_WRITTEN EXERCISE 1_
Please set down the stretch of the case law page from "On the first" through "Court of Justice." word for word.

_READING PASSAGE_
<<<<
Case law

  • Case Details
    • National ID: 130/08
    • Member State: Germany
    • Common Name:link
    • Decision type: Other
    • Decision date: 30/09/2010
    • Court: BGH (Supreme court)
    • Subject:
    • Plaintiff:
    • Defendant:
    • Keywords:
  • Directive Articles
    Package Travel Directive, Article 1
  • Headnote
    From the determining point of view of the average traveller, a travel agency only provides travel services and does not accept any responsibility for the correct execution of the trip. A travel agency does not become a trip organiser who is responsible for potential shortcomings of the trip if it combines several individual services in different places and at different times at the customer’s request. Nothing different can be concluded on the basis of article 651a of the German Civil Code nor from its interpretation compatible with EU-law according to the Directive 90/314/EEC from 13 June 1990.
    If, however, individual services of unnamed service providers are combined prior to any request from the customer and offered for a single price, then the travel agency must be qualified as a trip organiser.
  • Facts
    Claimant no. 1 is a client of a travel agency of which the defendant is the successor in law. Claimant no. 1 reserved for herself and for the two other claimants a flight and a cruise as well as two hotel stays in Jamaica. The combination of the different services had been done by an employee of the defendant on request from claimant no. 1. Claimant no. 1 signed separate contracts for the flights, cruise, and hotel stays, which indicated the individual service providers and the individual prices. For the cruise and the hotel stays claimant no. 1 received a guarantee voucher. For payment claimant no. 1 gave the employee her credit card details and the hotel stays under the designation …-reisen (a branch of the …-Touristik GmbH) and the cruise under the designation S. were paid with the card. Claimant no. 1 paid for the flights by transfer to the travel agency.
    On the first flight the luggage of claimant no. 2, which contained all the personal effects of claimants no. 2 and no. 3, was not transferred. Only after the cruise did claimant no. 2 receive her luggage. For this reason she wants to reduce the cost of the trip by 50%. She claims for the restitution of the price she paid in excess, damages for the costs that she incurred and compensation for the vacation time uselessly spent. At first instance the claim of claimant no. 2 succeeded but the remaining claims were dismissed. The defendant’s appeal was rejected by the court of appeal and she now appeals to the Federal Court of Justice.
  • Legal issue
    According to the court of appeal no package travel contract under article 651a (1) of the German Civil Code existed between claimant no. 1 and the defendant, but a contract to provide access to travel services under article 675 of the German Civil Code. Only a travel agency that offers the combined individual services as its own is a trip organiser. In the present case the travel agency only acted as an intermediary which was made clear by the designation of the individual service providers and the reference to their conditions. In addition, claimant no. 1 signed separate contracts for the individual services that were also paid for separately.
>>>>
_DATA TO PROCESS_
<<<<
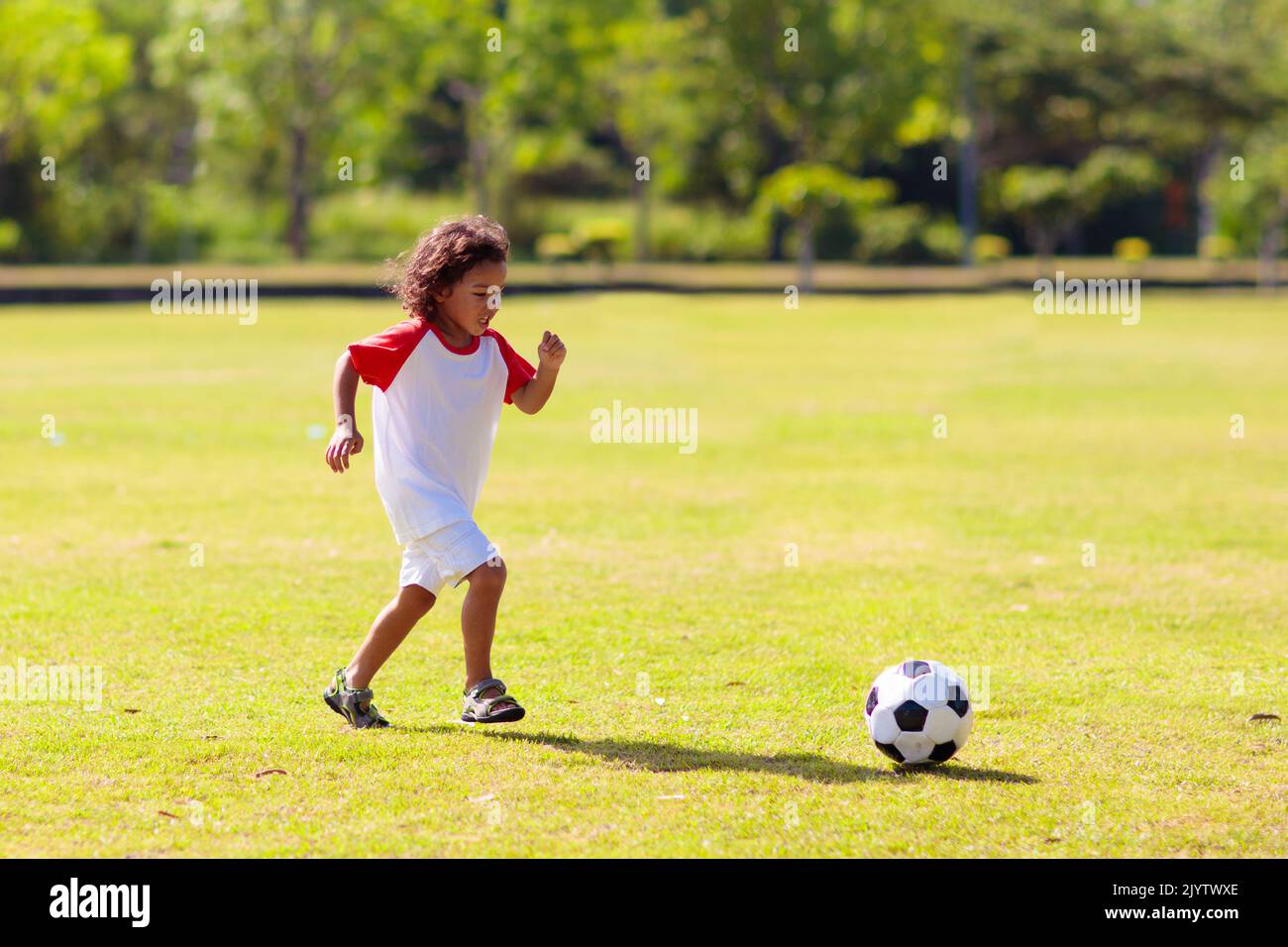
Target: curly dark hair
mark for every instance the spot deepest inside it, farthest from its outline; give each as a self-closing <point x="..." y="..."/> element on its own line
<point x="442" y="257"/>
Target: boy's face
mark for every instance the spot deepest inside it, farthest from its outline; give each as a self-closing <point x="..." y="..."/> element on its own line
<point x="475" y="302"/>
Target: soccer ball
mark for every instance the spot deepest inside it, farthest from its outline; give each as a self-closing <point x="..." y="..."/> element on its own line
<point x="918" y="711"/>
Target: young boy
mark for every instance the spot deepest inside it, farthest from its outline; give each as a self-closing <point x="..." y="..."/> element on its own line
<point x="439" y="380"/>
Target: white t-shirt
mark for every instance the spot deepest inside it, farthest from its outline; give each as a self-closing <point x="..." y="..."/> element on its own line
<point x="434" y="414"/>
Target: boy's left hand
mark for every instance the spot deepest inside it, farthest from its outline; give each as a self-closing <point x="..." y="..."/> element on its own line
<point x="550" y="352"/>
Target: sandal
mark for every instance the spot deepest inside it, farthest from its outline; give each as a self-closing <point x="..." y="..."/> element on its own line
<point x="481" y="709"/>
>>>>
_WRITTEN EXERCISE 2_
Rewrite the stretch of the entries from the line containing "Target: soccer ball" through the end of the entries as a JSON list of strings, one string per line, leaving out blank lines.

_OUTPUT 1_
On the first flight the luggage of claimant no. 2, which contained all the personal effects of claimants no. 2 and no. 3, was not transferred. Only after the cruise did claimant no. 2 receive her luggage. For this reason she wants to reduce the cost of the trip by 50%. She claims for the restitution of the price she paid in excess, damages for the costs that she incurred and compensation for the vacation time uselessly spent. At first instance the claim of claimant no. 2 succeeded but the remaining claims were dismissed. The defendant’s appeal was rejected by the court of appeal and she now appeals to the Federal Court of Justice.

_OUTPUT 2_
[
  "Target: soccer ball",
  "mark for every instance the spot deepest inside it, farthest from its outline; give each as a self-closing <point x=\"...\" y=\"...\"/> element on its own line",
  "<point x=\"918\" y=\"711\"/>",
  "Target: young boy",
  "mark for every instance the spot deepest inside it, farthest from its outline; give each as a self-closing <point x=\"...\" y=\"...\"/> element on its own line",
  "<point x=\"439\" y=\"380\"/>",
  "Target: white t-shirt",
  "mark for every instance the spot deepest inside it, farthest from its outline; give each as a self-closing <point x=\"...\" y=\"...\"/> element on its own line",
  "<point x=\"434\" y=\"414\"/>",
  "Target: boy's left hand",
  "mark for every instance the spot deepest inside it, farthest from its outline; give each as a self-closing <point x=\"...\" y=\"...\"/> element on its own line",
  "<point x=\"550\" y=\"352\"/>",
  "Target: sandal",
  "mark for every instance the spot deepest inside it, farthest from its outline; give each as a self-closing <point x=\"...\" y=\"...\"/> element on its own line",
  "<point x=\"481\" y=\"709\"/>"
]